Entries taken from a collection

****************

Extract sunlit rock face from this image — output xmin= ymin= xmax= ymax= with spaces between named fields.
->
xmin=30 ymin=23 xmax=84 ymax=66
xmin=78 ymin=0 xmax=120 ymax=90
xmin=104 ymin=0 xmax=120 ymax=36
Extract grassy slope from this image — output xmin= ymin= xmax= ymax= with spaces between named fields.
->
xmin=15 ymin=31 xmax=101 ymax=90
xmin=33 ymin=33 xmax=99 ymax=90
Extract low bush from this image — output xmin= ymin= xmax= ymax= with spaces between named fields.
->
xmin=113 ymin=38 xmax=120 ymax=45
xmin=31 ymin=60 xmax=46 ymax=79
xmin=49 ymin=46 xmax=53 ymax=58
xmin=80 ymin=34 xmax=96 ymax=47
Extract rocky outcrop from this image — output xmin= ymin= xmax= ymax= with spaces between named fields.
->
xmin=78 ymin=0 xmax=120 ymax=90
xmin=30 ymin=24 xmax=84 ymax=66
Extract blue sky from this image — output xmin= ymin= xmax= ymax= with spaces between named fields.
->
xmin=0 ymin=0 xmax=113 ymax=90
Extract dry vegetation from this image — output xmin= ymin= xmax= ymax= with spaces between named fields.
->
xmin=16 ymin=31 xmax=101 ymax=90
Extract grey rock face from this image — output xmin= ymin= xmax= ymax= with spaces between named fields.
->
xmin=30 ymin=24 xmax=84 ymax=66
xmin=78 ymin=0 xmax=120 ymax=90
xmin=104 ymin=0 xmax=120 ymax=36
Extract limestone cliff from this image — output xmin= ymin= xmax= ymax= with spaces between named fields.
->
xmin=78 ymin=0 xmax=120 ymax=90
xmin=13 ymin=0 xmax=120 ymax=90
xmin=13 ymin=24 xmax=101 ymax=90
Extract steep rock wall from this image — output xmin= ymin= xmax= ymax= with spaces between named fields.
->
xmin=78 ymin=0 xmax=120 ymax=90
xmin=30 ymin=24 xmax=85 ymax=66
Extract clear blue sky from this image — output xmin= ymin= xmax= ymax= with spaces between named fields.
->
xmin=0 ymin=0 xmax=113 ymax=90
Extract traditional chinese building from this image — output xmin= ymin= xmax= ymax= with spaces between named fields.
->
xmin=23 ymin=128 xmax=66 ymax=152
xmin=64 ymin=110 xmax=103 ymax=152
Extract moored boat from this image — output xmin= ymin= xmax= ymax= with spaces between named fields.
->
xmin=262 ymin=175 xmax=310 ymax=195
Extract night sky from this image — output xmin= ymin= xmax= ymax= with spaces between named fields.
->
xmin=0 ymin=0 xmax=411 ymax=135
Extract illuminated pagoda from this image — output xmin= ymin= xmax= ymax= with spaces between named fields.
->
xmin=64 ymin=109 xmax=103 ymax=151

****************

Given problem: Repeat all of the material above line for line, without changing a single character.

Output below:
Extract sunlit rock face from this image — output xmin= ymin= xmax= ymax= with spaces between named fields.
->
xmin=30 ymin=23 xmax=84 ymax=66
xmin=78 ymin=0 xmax=120 ymax=90
xmin=104 ymin=0 xmax=120 ymax=36
Extract grassy slope from this image — output xmin= ymin= xmax= ymax= with spaces between named fields.
->
xmin=15 ymin=31 xmax=101 ymax=90
xmin=33 ymin=33 xmax=99 ymax=90
Extract low bush from this image — output xmin= ymin= xmax= ymax= with spaces between named fields.
->
xmin=113 ymin=38 xmax=120 ymax=45
xmin=31 ymin=60 xmax=46 ymax=79
xmin=49 ymin=46 xmax=53 ymax=58
xmin=80 ymin=34 xmax=96 ymax=47
Extract rocky outcrop from this image — output xmin= ymin= xmax= ymax= with spaces between named fields.
->
xmin=78 ymin=0 xmax=120 ymax=90
xmin=30 ymin=24 xmax=84 ymax=66
Extract blue sky from this image — output xmin= ymin= xmax= ymax= with spaces between named fields.
->
xmin=0 ymin=0 xmax=113 ymax=90
Extract dry vegetation from this image — output xmin= ymin= xmax= ymax= with spaces between named fields.
->
xmin=16 ymin=31 xmax=101 ymax=90
Extract grey rock face from this image — output xmin= ymin= xmax= ymax= with spaces between named fields.
->
xmin=30 ymin=24 xmax=84 ymax=66
xmin=78 ymin=0 xmax=120 ymax=90
xmin=104 ymin=0 xmax=120 ymax=36
Extract limestone cliff from this image — output xmin= ymin= xmax= ymax= with spaces between named fields.
->
xmin=78 ymin=0 xmax=120 ymax=90
xmin=13 ymin=0 xmax=120 ymax=90
xmin=13 ymin=24 xmax=101 ymax=90
Extract steep rock wall from this image — output xmin= ymin= xmax= ymax= with spaces between named fields.
->
xmin=78 ymin=0 xmax=120 ymax=90
xmin=30 ymin=24 xmax=85 ymax=66
Extract clear blue sky from this image — output xmin= ymin= xmax= ymax= with spaces between named fields.
->
xmin=0 ymin=0 xmax=113 ymax=90
Extract traditional chinese building from this image — output xmin= ymin= xmax= ymax= with spaces between named fields.
->
xmin=23 ymin=128 xmax=66 ymax=152
xmin=64 ymin=110 xmax=103 ymax=152
Extract moored boat from this image — output xmin= ymin= xmax= ymax= with spaces between named fields.
->
xmin=262 ymin=175 xmax=310 ymax=195
Extract night sky from this image — output xmin= ymin= xmax= ymax= with spaces between named fields.
->
xmin=0 ymin=0 xmax=411 ymax=135
Extract illuminated pagoda from this image — output xmin= ymin= xmax= ymax= with spaces between named fields.
->
xmin=64 ymin=109 xmax=103 ymax=151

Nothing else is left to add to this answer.